• **PROBLEM TO SOLVE**
Copy verbatim the span of lines beginning at the line that contains "If you could mark the large" and ending with the final line of the data. Exclude pictures from the copy.
-- Start GIVEN ENTRIES --
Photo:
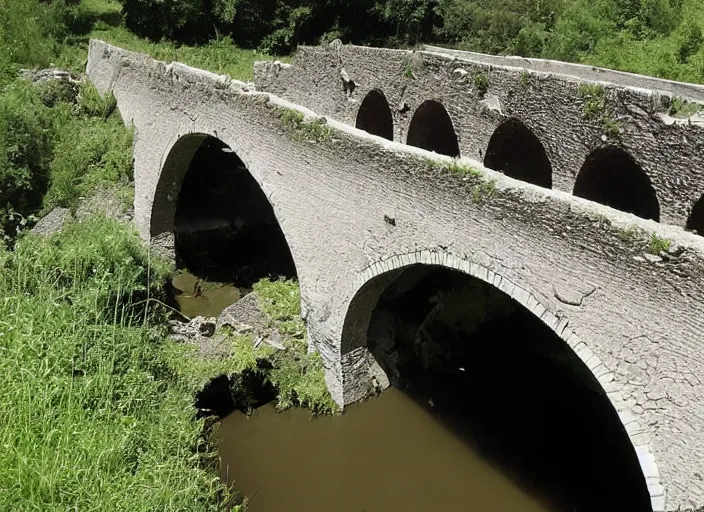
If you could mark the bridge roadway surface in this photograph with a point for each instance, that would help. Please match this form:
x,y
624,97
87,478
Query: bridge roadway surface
x,y
635,319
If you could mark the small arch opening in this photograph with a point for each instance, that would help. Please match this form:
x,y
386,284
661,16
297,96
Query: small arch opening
x,y
516,151
374,115
501,381
431,129
225,229
611,177
695,222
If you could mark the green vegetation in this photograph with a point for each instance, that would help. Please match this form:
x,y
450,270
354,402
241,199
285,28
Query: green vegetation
x,y
654,37
95,413
683,108
299,377
316,130
407,67
53,151
594,100
483,190
525,79
457,167
595,108
658,244
481,83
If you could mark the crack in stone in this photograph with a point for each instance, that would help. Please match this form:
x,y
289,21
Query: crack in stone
x,y
571,301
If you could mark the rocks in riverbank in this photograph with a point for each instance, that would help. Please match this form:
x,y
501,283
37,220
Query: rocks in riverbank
x,y
243,317
106,202
54,84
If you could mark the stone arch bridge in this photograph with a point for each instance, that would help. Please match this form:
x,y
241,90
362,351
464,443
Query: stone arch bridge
x,y
598,175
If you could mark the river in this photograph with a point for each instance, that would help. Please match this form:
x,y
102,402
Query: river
x,y
389,453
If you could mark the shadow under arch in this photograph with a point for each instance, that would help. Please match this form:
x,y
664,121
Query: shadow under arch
x,y
215,217
695,222
528,386
515,150
612,177
431,129
374,115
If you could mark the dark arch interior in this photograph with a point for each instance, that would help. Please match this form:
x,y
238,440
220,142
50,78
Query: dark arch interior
x,y
517,152
610,176
375,117
225,227
696,218
431,129
504,382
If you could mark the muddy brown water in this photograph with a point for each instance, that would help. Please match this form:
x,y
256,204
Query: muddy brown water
x,y
195,296
386,454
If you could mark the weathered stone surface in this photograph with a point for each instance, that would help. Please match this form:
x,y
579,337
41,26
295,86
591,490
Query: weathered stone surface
x,y
331,197
543,95
247,317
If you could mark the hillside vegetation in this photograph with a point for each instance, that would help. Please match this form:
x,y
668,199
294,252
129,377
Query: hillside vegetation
x,y
656,37
97,405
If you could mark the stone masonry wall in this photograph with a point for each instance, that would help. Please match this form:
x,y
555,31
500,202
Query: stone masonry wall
x,y
550,104
584,269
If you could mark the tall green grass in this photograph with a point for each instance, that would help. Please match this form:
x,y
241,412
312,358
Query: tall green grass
x,y
94,413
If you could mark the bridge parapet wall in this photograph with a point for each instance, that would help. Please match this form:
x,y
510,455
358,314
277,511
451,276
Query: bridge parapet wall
x,y
583,268
560,109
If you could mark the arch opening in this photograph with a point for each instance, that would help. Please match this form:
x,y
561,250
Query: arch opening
x,y
611,177
516,151
224,227
502,381
431,129
374,115
695,222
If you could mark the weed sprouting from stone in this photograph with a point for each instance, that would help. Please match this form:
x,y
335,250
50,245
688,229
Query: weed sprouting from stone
x,y
483,190
407,67
594,108
595,100
458,167
658,244
299,377
610,127
316,130
481,83
525,79
682,108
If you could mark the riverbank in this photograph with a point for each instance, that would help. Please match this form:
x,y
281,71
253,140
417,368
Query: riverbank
x,y
94,415
98,401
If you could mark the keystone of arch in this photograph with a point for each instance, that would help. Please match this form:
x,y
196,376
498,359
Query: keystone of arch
x,y
559,324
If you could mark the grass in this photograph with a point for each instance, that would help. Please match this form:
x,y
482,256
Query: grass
x,y
658,244
298,376
96,414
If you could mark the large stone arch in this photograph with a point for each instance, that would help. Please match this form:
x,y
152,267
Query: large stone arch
x,y
431,129
358,365
173,167
612,177
515,150
374,115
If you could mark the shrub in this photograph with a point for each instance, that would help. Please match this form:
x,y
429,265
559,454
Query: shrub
x,y
26,131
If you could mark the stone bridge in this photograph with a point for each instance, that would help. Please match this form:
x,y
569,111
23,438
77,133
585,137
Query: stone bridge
x,y
583,221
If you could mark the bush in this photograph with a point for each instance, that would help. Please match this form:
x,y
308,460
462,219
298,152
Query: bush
x,y
116,423
26,133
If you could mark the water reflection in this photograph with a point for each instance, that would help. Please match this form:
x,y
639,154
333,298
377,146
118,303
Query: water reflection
x,y
387,454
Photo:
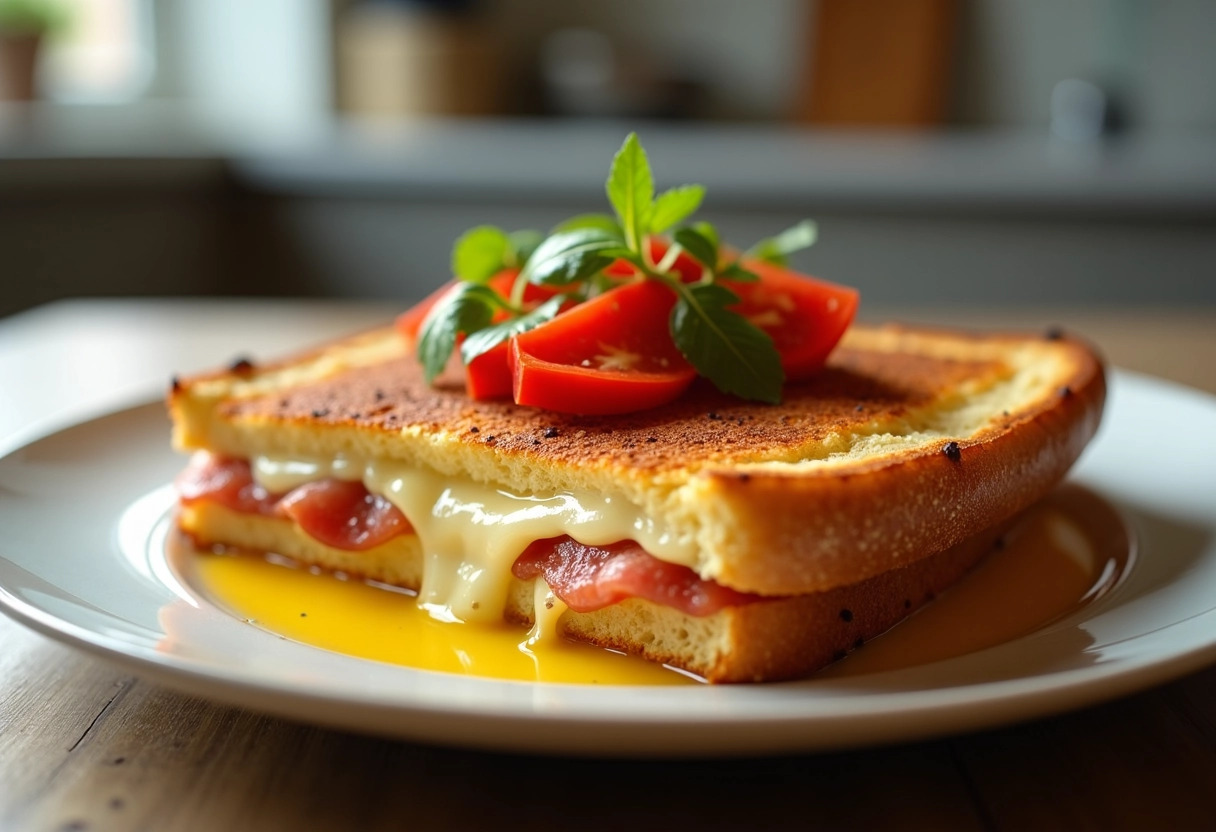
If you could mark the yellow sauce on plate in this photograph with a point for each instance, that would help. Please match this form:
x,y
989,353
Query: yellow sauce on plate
x,y
1065,552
-- End GIVEN ENTRIES --
• **EXERCISE SOLUTION**
If you could mark the large stone arch in this photograph with a point for each instance, that would help. Please match this form:
x,y
152,267
Query: large stone arch
x,y
431,129
358,365
173,167
612,177
515,150
374,115
If you could mark the shrub in this photograph with a point for each instance, that would help. Please match this form:
x,y
429,265
559,454
Query: shrub
x,y
26,131
If you could mark the stone bridge in this photograph with a point for each instance, that would help. Please match this form:
x,y
569,111
23,438
77,133
585,137
Query: stone bridge
x,y
583,221
If you could mark the bush in this photograph with a point for each instance, that would help. Please match this form:
x,y
308,460
462,219
298,152
Query: bush
x,y
116,423
26,133
If you could mark the water reflection in this photograph with a point for each instance, that would help. Please match this form:
x,y
639,154
333,298
377,146
118,303
Query: water reflection
x,y
387,454
Photo:
If you could mark the yellow sauce on plate in this photograph with a point for each instance, that would help. Please match this form:
x,y
989,353
Query: yellow sauce on plate
x,y
1065,552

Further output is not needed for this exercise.